**Stated problem**:
Copy out all of the data below with every "photo" changed to "image" and nothing else altered, omitting the pictures.
■ ■ ■ ■
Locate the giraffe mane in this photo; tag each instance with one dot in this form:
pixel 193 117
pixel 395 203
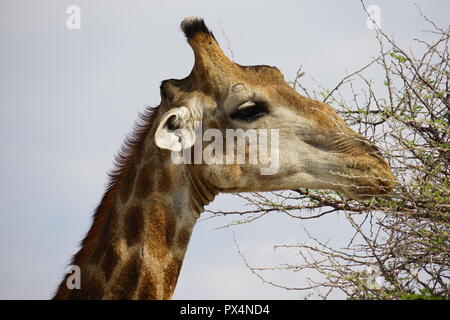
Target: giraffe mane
pixel 127 154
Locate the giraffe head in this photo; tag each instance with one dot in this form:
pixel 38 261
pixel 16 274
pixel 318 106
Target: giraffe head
pixel 313 148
■ ■ ■ ■
**Answer to this task**:
Locate the giraffe mane in this image; tag each instance with one dot in this form:
pixel 193 117
pixel 395 203
Target: giraffe mane
pixel 127 154
Locate the giraffe head in this image; tag each instance with one dot in this form:
pixel 38 261
pixel 16 274
pixel 318 106
Target: giraffe head
pixel 313 148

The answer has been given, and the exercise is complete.